* **Consegna scritta**
Puoi ricopiare per intero e senza alcuna modifica il diario di viaggio sull'Estremadura riportato qui sotto?

* **Brano di lettura**
######

Da Aljucén ad Alcuéscar
Da Alcuéscar a Càceres
La proprietaria della posada nella quale ho trovato ristoro, o sarebbe meglio dire rifugio, mi dice porgendomi una bottiglia d’acqua: “Caldo eh”. Sorrido come un rincoglionito dopo non so più quanti chilometri sotto il sole cocente di cui sapete. Lei continua: “Dovresti vedere d’inverno il freddo che fa”. La parola “freddo” accende in me un’insana pulsione. Lei continua: “Estremadura ti dice qualcosa? Estrema e dura”.
E lì ho il senso compiuto della follia della mia missione in questo lembo di Spagna dove gli alberi ci sono ma non fanno ombra, dove il verde è rigoglioso ma convive con un caldo asfissiante.
Ho spezzato una tappa impossibile (con questo clima) che doveva portarmi a Càceres, quasi 38 chilometri, e ho scelto di fermarmi a Valdesalor, un paesino il cui fresco fa perno sulla piscina comunale. Due euro di ingresso e sei nel paradiso di un inferno di mosche e terra arsa. La piscina comunale è soprattutto l’unico posto in cui, nel raggio di una decina di chilometri, trovi da bere e mangiare. E qui va detto che gli spagnoli, soprattutto quelli dell’Estremadura, hanno orari ferrei. La cucina apre alle 14 per il pranzo e alle 21 per la cena, prima non hai dove andare, ti rimbalzano anche se ti vedono stecchito. Insomma ceno dopo un’attesa di cerveza, gelata e abbondante. Poi in qualche modo mi adatto all’imperturbablità degli abitanti di queste lande che, anche con 40 gradi, mangiano serenamente un plato combinado di lomo (maiale), uova e patate fritte (come solo gli spagnoli sanno cucinarle, patate e uova). Il maiale lo evito, ma questo è argomento che abbiamo già affrontato.

######

* **Dati forniti**
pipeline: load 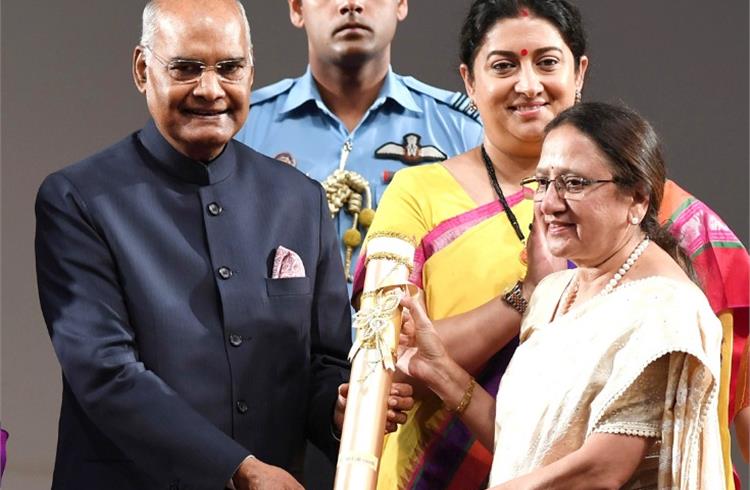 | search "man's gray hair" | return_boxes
[141,0,253,65]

######

* **Risposta completa**
Da Aljucén ad Alcuéscar
Da Alcuéscar a Càceres
La proprietaria della posada nella quale ho trovato ristoro, o sarebbe meglio dire rifugio, mi dice porgendomi una bottiglia d’acqua: “Caldo eh”. Sorrido come un rincoglionito dopo non so più quanti chilometri sotto il sole cocente di cui sapete. Lei continua: “Dovresti vedere d’inverno il freddo che fa”. La parola “freddo” accende in me un’insana pulsione. Lei continua: “Estremadura ti dice qualcosa? Estrema e dura”.
E lì ho il senso compiuto della follia della mia missione in questo lembo di Spagna dove gli alberi ci sono ma non fanno ombra, dove il verde è rigoglioso ma convive con un caldo asfissiante.
Ho spezzato una tappa impossibile (con questo clima) che doveva portarmi a Càceres, quasi 38 chilometri, e ho scelto di fermarmi a Valdesalor, un paesino il cui fresco fa perno sulla piscina comunale. Due euro di ingresso e sei nel paradiso di un inferno di mosche e terra arsa. La piscina comunale è soprattutto l’unico posto in cui, nel raggio di una decina di chilometri, trovi da bere e mangiare. E qui va detto che gli spagnoli, soprattutto quelli dell’Estremadura, hanno orari ferrei. La cucina apre alle 14 per il pranzo e alle 21 per la cena, prima non hai dove andare, ti rimbalzano anche se ti vedono stecchito. Insomma ceno dopo un’attesa di cerveza, gelata e abbondante. Poi in qualche modo mi adatto all’imperturbablità degli abitanti di queste lande che, anche con 40 gradi, mangiano serenamente un plato combinado di lomo (maiale), uova e patate fritte (come solo gli spagnoli sanno cucinarle, patate e uova). Il maiale lo evito, ma questo è argomento che abbiamo già affrontato.